▶ **Task**: From the listing below, copy each line where "door" occurs.

++++ Data listing

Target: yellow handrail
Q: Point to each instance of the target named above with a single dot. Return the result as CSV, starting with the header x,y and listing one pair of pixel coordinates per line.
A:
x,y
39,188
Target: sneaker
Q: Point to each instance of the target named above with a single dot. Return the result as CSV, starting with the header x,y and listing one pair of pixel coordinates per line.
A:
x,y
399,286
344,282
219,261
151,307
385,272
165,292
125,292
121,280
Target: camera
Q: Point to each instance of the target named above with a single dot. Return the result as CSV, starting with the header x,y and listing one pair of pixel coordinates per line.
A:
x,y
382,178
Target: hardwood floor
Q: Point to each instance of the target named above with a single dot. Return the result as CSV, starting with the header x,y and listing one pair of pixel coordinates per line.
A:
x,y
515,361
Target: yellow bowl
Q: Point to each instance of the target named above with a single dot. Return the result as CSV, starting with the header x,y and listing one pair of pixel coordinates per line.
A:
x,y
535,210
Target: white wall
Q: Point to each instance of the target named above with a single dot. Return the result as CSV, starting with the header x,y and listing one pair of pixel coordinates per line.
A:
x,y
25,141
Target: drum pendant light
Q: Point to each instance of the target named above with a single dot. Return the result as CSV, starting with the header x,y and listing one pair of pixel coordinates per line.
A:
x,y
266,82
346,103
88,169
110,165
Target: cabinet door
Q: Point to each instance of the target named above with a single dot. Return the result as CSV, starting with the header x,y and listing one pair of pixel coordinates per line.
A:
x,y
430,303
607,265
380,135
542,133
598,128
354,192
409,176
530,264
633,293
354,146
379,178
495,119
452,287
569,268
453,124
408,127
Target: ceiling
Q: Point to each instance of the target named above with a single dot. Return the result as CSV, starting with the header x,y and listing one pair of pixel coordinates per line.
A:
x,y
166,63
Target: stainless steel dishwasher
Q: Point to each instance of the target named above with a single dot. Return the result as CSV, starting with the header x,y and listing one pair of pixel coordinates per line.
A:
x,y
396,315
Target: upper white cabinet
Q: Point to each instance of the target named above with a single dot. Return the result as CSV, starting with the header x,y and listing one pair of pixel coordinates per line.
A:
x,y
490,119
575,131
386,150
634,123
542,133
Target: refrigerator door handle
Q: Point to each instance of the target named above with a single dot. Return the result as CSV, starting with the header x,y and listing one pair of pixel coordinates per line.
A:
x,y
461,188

++++++++

▶ **Result**:
Target: cabinet door
Target: refrigerator door handle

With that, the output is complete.